→ What needs to be done
Return the data below in full, exactly as it stands.

==*==

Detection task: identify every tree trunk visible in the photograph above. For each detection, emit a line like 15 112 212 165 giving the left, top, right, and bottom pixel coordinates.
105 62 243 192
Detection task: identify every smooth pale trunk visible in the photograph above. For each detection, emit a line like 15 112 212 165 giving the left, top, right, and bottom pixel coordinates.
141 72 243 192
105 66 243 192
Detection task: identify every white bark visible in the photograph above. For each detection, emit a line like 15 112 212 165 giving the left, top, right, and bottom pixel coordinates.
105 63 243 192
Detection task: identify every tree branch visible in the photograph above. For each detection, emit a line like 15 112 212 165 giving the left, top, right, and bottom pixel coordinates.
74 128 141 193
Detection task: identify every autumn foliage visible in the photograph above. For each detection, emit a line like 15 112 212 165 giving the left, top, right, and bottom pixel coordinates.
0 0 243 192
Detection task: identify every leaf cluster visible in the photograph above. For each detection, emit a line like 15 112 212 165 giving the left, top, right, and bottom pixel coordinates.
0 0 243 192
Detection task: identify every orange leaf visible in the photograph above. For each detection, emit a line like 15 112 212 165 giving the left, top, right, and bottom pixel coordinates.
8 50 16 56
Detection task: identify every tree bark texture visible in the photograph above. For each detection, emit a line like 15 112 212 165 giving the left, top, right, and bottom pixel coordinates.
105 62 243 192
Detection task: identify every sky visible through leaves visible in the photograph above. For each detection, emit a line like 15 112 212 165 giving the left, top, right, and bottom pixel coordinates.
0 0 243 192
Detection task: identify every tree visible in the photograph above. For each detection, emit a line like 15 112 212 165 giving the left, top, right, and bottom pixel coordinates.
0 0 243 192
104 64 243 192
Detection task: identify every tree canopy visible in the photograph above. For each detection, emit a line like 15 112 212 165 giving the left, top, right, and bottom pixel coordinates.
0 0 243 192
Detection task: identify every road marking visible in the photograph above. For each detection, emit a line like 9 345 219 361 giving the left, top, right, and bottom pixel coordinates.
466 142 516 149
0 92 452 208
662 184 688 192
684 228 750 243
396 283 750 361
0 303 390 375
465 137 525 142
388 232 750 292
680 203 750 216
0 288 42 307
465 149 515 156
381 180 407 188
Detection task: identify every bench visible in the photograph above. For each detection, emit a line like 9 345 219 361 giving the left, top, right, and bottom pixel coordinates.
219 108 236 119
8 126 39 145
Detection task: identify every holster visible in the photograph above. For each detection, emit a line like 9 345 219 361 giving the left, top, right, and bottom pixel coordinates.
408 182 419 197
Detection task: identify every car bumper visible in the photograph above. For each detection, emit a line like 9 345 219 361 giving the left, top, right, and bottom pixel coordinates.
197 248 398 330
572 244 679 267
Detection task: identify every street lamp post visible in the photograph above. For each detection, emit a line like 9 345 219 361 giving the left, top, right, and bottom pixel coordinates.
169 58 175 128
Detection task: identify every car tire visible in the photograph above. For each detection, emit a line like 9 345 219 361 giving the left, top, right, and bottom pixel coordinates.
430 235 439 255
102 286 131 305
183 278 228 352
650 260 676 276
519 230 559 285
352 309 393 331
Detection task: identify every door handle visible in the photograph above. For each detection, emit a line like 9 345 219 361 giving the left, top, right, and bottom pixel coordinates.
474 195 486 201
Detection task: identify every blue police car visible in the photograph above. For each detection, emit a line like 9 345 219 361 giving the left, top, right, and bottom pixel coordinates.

==*==

→ Result of the exercise
Detection task: identify every tree trunk visible in the photograph above. For each detection, emit a line like 15 112 212 165 giving the left, top, right, and bottom pixel coordinates.
105 62 243 192
Detection task: identify every smooth pale trunk visible in the photograph above. For each detection, emit a line like 15 112 212 165 giving the left, top, right, and bottom pixel coordinates.
141 72 243 192
105 66 243 192
Detection task: identify every white bark visible in the photograph above. For each detection, emit a line like 15 112 212 165 giving the left, top, right, and bottom pixel coordinates.
105 63 243 192
Detection task: identify every tree branch visible in the photograph above. For each detection, emit a line like 15 112 212 165 giving the left, top, right, and bottom pixel coordinates.
74 128 141 193
Detection task: identify every autumn foliage visible in the photograph above. For each detection, emit a line like 15 112 212 165 giving the left, top, right, and bottom pixel coordinates.
0 0 243 192
Detection task: identify every leaf cluster visible in the photograph above. For each detection, emit a line like 15 112 212 165 giving the left, top, right, and bottom pixel coordinates.
0 0 243 192
Detection task: identify every orange leaf visible in the photograph above. For each detection, emit a line like 15 112 212 165 giving the left, top, right, and bottom pixel coordinates.
8 50 16 56
Detection task: identify every tree bark texture visible in the photograph above. For each detection, emit a line like 15 112 212 165 giving the left, top, right, and bottom pixel coordinates.
105 62 243 192
Detection task: identify every sky visible through leaves visible in the photograph above. For each detection, emit a line like 15 112 212 165 giving the left, top, right, and bottom pixel coordinates.
0 0 243 192
Detection task: identify every tree visible in the photograph above. For each detection, emit a line like 15 112 212 165 giving the left, top, right, and bottom pixel coordinates.
0 0 243 192
104 64 243 192
Detection task: identify every tree canopy visible in the photograph above. For each detection, emit a line like 15 112 212 165 giving the left, top, right, and bottom pixel coordinates.
0 0 243 192
Detection task: identify every road marking visible in the photograph above. For each detection, emit a line like 9 345 219 361 giving the left, top, right, and bottom pixel coordinates.
466 142 516 149
0 92 452 208
662 184 688 192
684 228 750 243
396 283 750 361
0 303 390 375
465 137 525 142
388 232 750 292
680 203 750 216
0 288 42 307
465 149 515 156
381 180 407 188
Detection task: identify every bench visible in the photograph above. For each detection, emit a line like 9 345 219 361 giving the left, top, right, and bottom pixel coordinates.
219 108 236 119
8 126 39 145
Detection task: identify every holster visible in the photograph above. For each detection, emit a line like 9 345 219 361 giving the left, top, right, and bottom pixel coordinates.
408 182 419 197
Detection task: identify every car bumper visible in the photograph above. For each detection, emit a line like 9 345 219 361 giving the left, top, right, and bottom pixel coordinates.
197 248 398 330
572 244 679 267
Detection task: identify every street lamp post visible in the photograph above. For each detection, emit a line like 9 345 219 361 giving the left, top, right, and bottom pixel coordinates.
169 58 175 128
Detection task: identify every car tire visible in the photograph above. For each detection, emit a line like 9 345 219 361 giving the left, top, right, and bottom pixel coordinates.
430 235 439 255
102 286 131 305
183 278 228 352
650 260 676 276
519 230 559 285
352 309 393 331
Detection task: identify every door handle visible in the photograph above. For each detection, emit a line like 9 345 219 361 giving the left, top, right, and bottom pixel coordinates.
474 195 486 201
Detection task: identify every blue police car visible in the photograph above. For each detection, emit a line like 9 345 219 361 giving the left, top, right, and bottom pixel coordinates.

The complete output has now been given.